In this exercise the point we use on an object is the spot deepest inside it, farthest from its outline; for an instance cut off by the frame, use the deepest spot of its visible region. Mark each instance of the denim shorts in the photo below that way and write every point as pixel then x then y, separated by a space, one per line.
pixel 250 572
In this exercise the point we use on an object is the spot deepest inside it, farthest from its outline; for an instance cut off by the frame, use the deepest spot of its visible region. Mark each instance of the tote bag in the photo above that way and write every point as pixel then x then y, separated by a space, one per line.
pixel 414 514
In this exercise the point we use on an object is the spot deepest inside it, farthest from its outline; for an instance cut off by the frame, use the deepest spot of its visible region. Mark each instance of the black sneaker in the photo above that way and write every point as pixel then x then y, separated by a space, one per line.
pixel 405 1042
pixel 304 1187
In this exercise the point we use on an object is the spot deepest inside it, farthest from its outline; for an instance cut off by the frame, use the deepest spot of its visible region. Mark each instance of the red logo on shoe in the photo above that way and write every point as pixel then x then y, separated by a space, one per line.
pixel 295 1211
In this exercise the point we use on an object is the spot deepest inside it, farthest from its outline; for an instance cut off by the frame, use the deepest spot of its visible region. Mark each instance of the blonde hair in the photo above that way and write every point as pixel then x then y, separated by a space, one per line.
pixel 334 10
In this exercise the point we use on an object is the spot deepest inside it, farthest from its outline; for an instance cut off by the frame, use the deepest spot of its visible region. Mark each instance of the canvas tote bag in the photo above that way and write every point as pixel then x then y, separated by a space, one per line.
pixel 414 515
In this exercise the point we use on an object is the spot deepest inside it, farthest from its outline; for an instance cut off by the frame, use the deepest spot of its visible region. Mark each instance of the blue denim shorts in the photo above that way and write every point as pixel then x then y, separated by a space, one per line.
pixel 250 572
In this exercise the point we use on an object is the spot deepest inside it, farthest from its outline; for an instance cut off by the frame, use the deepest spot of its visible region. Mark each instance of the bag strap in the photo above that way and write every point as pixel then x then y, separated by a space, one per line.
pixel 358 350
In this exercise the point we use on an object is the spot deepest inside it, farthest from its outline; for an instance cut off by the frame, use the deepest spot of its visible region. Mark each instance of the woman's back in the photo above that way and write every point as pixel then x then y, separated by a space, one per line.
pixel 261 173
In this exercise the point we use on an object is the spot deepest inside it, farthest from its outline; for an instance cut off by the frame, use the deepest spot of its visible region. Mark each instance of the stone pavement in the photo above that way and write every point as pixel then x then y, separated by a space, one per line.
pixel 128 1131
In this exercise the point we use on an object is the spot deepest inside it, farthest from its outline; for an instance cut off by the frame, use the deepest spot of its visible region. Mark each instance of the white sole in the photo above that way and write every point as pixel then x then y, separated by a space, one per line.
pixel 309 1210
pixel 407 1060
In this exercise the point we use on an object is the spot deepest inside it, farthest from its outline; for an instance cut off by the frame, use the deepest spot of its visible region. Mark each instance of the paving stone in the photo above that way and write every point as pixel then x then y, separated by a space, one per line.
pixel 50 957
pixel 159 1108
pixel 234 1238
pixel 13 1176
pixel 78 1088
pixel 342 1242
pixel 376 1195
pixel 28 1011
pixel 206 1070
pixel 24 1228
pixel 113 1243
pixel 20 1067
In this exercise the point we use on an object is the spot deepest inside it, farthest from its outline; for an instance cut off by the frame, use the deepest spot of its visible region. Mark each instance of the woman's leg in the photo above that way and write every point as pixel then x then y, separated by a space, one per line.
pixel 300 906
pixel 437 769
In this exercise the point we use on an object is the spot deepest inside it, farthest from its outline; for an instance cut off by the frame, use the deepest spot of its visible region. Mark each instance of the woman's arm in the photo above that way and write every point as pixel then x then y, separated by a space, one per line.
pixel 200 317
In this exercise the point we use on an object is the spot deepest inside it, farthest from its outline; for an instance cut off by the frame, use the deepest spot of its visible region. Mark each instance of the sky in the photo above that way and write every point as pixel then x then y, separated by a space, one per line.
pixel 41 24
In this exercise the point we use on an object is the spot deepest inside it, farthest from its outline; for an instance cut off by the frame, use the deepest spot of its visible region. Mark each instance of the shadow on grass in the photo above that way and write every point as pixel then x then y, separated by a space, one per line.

◇ ◇ ◇ ◇ ◇

Change every "outline" in the lines above to "boundary" and write the lines out again, leaving everything else as it is.

In this exercise the point we use on an object is the spot deepest inside it, farthest from its boundary; for an instance cut off by the frame, use the deepest spot of its visible region. Mark each instance of the denim shorts in the photo below that way and write every point as pixel then x then y, separated by a space, one per line.
pixel 250 572
In this exercise the point we use on an object is the spot deepest inside it, farthest from its boundary; for an instance cut off by the frame, use the deepest spot of its visible region. Mark each instance of the tote bag in the photo above that way and write every point as pixel then x then y, separated by a space, one per line.
pixel 414 514
In this exercise the point we use on an object is the spot deepest inside it, farthest from its boundary; for an instance cut off by the frame, use the deepest spot of its visible region. Mark each instance of the black sneaker in the photo above that way and write every point as pixel then x then y, separated by a space, one per line.
pixel 405 1042
pixel 304 1187
In this exercise the point we use on an object is the spot deepest inside it, farthest from its boundary; for an instance cut off by the frame, use the deepest spot of its visible region. Mark each instance of the red logo on shoe in the photo above that way and write every point as pixel then x then y, separated by a space, one per line.
pixel 295 1211
In this exercise the point we use on an object is the spot deepest inside it, farthest from its boundary; for an instance cut off by the frame, use the deepest spot of its visible region. Mark each instance of the blonde hair in the photo above that way and write every point as pixel then x then y, separated by a space, one per line.
pixel 334 10
In this exercise the point we use on an object is the spot deepest inside it, farthest from its boundary; for an instance cut off by the frame, use the deepest spot of its visible region. Mark each instance of the canvas tote bag in the photo above that way and write every point as pixel then x then y, separated by a space, one per line.
pixel 414 515
In this exercise the point we use on an object is the spot deepest inside it, farthest from its boundary; for an instance cut off by the frame, use the deepest spot of its visible region. Mark each instance of the blue denim shorts in the photo above that way and write every point as pixel then x then y, separated by a space, one per line.
pixel 250 572
In this exercise the point we use on an object is the spot deepest inside it, farthest from its boundary; for an instance cut off by the frame, use the deepest spot of its visible region. Mark each instance of the bag strap in the photo above that way and write every point as pixel then x then y, separated by a space, one per line.
pixel 358 350
In this exercise the point we use on an object is the spot deepest inside it, farthest from its boundary; for an instance cut off by the frame, use the deepest spot of its visible region. Mark each instance of the woman's back in the photo above that way and write every point as pixel then x then y, separated by a space, one per line.
pixel 261 173
In this exercise the point we use on an object is the spot deepest inside it, farthest from its boundary; for an instance cut off by the frame, use the deepest spot of its visible region. Mark each instance of the stone pavement in the photo above that way and write every point as pixel then x then y, separated by a space, one per line.
pixel 128 1131
In this exercise the point we use on an object is the spot deepest inside it, farthest from its boundary; for an instance cut off by the frame, use the deepest spot of its visible region. Mark each instance of the white sole in the photo above that way and write every point as pixel then x then y, separated by a space, one per line.
pixel 309 1210
pixel 407 1060
In this exercise the point we use on an object is the spot deepest inside it, farthest from its boundary; for an instance cut off by the frame, use the deepest spot of its visible region. Mark each instance of the paving stone in the photo above that way and write every point as pixel then x then y, separated by a space, one per line.
pixel 50 957
pixel 159 1108
pixel 234 1238
pixel 13 1176
pixel 78 1088
pixel 342 1242
pixel 376 1195
pixel 28 1011
pixel 206 1070
pixel 24 1228
pixel 113 1243
pixel 20 1067
In this exercise the point we use on an object is the spot deepest inside it, farthest from its boundary; for an instance cut off by the frame, use the deepest spot of its visible region. Mark each instance of the woman's leg in the photo above that way and write every point as pixel then x then y, separated by a space, one per line.
pixel 300 906
pixel 437 769
In this exercise the point we use on an object is the spot deepest inside it, farthest from its boundary; for an instance cut off by the frame, use the deepest spot of its visible region. Mark each instance of the woman's arm in the photo above that way and write every point as pixel then x then y, separated by a space, one per line.
pixel 200 317
In this exercise the point we use on an object is the spot deepest inside it, farthest from its boundary; for an instance cut off by the frame, use the deepest spot of its visible region. Mark each instance of the sky in the photo above that way and write every point as pixel then x then y, separated by a space, one per line.
pixel 41 24
In this exercise the point we use on an object is the spot deepest inside it, farthest from its boundary; for an instance cut off by the frame, use the deepest spot of its visible region. Mark each instance of the shadow on grass in the photo above that way and write every point as pixel then x then y, separated by a space, one per line.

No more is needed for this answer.